:: PROBLEM DESCRIPTION ::
Please render the part of the items that opens with the line containing "label=dirt ground → get bounding box" and closes with the last line of the items as a Markdown table with two columns, Row and Line. Number each row and leave out blank lines.

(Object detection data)
◆ ◆ ◆ ◆ ◆ ◆ ◆
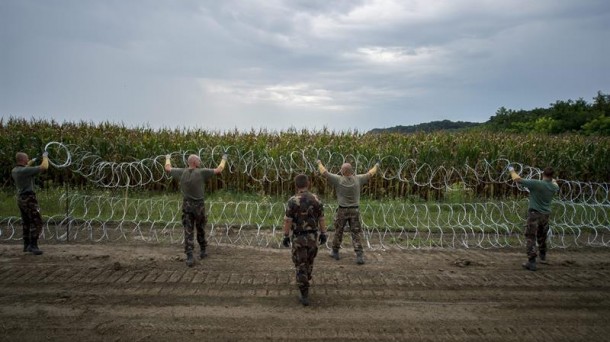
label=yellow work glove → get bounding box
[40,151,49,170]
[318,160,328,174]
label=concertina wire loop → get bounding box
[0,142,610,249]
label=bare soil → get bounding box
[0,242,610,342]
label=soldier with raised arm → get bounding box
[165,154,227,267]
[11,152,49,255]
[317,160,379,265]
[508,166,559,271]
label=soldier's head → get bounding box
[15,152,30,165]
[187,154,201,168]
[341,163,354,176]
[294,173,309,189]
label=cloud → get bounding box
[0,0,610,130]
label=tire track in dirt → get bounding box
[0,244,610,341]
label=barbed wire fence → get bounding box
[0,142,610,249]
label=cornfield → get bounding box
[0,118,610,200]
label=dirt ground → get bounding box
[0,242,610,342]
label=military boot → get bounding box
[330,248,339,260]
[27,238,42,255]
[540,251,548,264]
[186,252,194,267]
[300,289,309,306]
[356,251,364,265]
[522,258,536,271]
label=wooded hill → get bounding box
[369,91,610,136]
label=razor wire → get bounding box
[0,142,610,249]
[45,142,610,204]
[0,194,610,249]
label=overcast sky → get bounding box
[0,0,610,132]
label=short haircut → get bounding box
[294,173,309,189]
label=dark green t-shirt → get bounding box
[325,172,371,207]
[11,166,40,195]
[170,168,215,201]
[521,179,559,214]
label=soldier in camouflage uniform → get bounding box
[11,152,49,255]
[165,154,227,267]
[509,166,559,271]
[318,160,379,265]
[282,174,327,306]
◆ ◆ ◆ ◆ ◆ ◆ ◆
:: RESULT OF THIS TASK ::
| Row | Line |
|---|---|
| 1 | label=dirt ground → get bounding box |
| 2 | [0,242,610,342] |
| 3 | label=military boot → get bounding box |
| 4 | [330,248,339,260] |
| 5 | [27,238,42,255] |
| 6 | [540,251,548,264] |
| 7 | [186,252,194,267] |
| 8 | [300,289,309,306] |
| 9 | [356,251,364,265] |
| 10 | [522,258,536,271] |
| 11 | label=wooded hill → get bounding box |
| 12 | [369,91,610,136] |
| 13 | label=razor wire → get bounding box |
| 14 | [0,142,610,249] |
| 15 | [45,142,610,204] |
| 16 | [0,194,610,249] |
| 17 | label=overcast sky → get bounding box |
| 18 | [0,0,610,132] |
| 19 | label=short haircut → get bounding box |
| 20 | [294,173,309,189] |
| 21 | label=dark green t-shirt → get bounding box |
| 22 | [325,172,371,207] |
| 23 | [11,166,40,195] |
| 24 | [170,168,215,201] |
| 25 | [521,179,559,214] |
| 26 | label=soldier in camouflage uniform → get bounding box |
| 27 | [11,152,49,255] |
| 28 | [165,154,227,267] |
| 29 | [509,166,559,271] |
| 30 | [318,160,379,265] |
| 31 | [282,174,327,306] |